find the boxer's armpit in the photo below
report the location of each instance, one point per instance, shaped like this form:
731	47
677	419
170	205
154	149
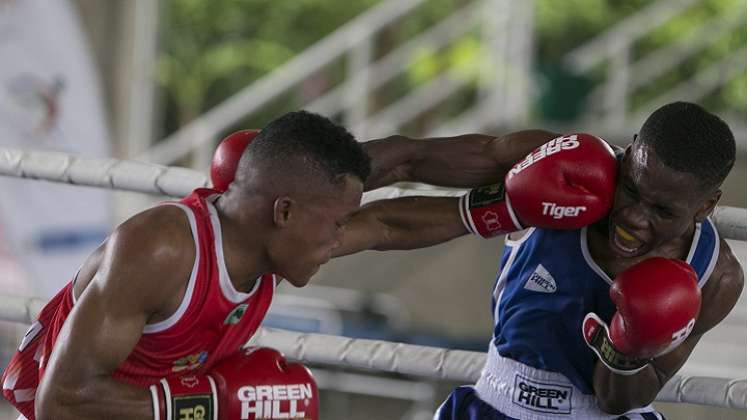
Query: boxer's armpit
142	268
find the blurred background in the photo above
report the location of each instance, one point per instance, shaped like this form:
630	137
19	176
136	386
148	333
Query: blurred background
163	81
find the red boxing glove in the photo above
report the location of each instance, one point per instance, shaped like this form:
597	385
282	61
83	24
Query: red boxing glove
227	156
254	384
567	183
657	303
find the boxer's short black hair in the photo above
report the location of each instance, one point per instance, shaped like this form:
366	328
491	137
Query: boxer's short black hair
687	138
315	141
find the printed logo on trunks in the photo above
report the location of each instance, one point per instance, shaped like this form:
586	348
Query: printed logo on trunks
194	407
542	397
541	281
550	148
274	401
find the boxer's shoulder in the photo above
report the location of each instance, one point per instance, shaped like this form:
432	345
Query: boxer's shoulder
722	290
153	252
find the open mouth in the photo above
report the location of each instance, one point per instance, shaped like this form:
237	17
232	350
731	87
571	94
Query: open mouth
625	241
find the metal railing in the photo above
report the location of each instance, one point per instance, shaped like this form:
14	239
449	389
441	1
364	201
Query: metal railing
354	41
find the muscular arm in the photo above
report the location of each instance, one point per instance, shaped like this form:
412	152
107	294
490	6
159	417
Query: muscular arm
402	223
618	393
468	160
137	275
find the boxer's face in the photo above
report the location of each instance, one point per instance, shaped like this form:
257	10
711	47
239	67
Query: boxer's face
654	204
314	229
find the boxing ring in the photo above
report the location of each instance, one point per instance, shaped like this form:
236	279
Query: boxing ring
382	356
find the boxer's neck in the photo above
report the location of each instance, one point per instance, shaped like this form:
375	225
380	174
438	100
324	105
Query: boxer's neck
244	239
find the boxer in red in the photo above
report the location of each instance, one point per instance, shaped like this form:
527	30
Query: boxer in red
152	324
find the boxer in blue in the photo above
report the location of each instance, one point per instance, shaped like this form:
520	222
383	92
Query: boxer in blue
594	309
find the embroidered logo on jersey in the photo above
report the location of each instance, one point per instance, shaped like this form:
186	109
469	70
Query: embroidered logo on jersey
274	401
235	316
542	397
541	281
191	362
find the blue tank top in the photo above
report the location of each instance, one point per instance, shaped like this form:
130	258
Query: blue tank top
548	282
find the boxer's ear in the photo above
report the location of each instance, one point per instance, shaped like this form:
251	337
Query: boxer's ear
283	209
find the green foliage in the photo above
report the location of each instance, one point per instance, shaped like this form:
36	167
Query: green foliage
213	48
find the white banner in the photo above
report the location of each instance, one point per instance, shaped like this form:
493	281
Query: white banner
49	99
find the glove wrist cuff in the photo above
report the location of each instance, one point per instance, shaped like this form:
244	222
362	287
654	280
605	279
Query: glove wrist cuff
596	336
487	211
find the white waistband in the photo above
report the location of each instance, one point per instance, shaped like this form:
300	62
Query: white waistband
521	391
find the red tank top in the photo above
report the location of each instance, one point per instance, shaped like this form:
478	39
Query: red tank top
213	320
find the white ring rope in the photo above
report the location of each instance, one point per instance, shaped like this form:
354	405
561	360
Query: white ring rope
426	362
422	361
178	182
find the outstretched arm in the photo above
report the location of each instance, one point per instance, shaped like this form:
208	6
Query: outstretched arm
468	160
402	223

→ **Given task**
In the stretch from the line containing "find the glove wrist cuff in the photo above" through the end of the listing, switch "tank top" to "singlet" and reproduce those lines with nothing else changed.

→ **Written answer**
find the glove wrist cuff in the photo above
report the location of each instance, one point per instance, shaped like this form:
244	222
362	287
654	280
605	279
Query: glove wrist cuff
596	336
487	211
find the white waistband in the photo above
report the location of each instance, one point per instance, shaped like this form:
300	62
Query: white waistband
521	391
find the red singlet in the photo above
report the location of each instance, one point per instance, shaped like this form:
478	39
Query: red singlet
213	320
find the white ring rope in the photo above
report the location of each instance, one point per instance, shaped like this form:
354	405
561	360
Query: white ring rope
426	362
422	361
178	182
find the outstretched arm in the photo above
report the location of each instance, one point per instance, shaped like this form:
208	6
Query: outstretched arm
468	160
402	223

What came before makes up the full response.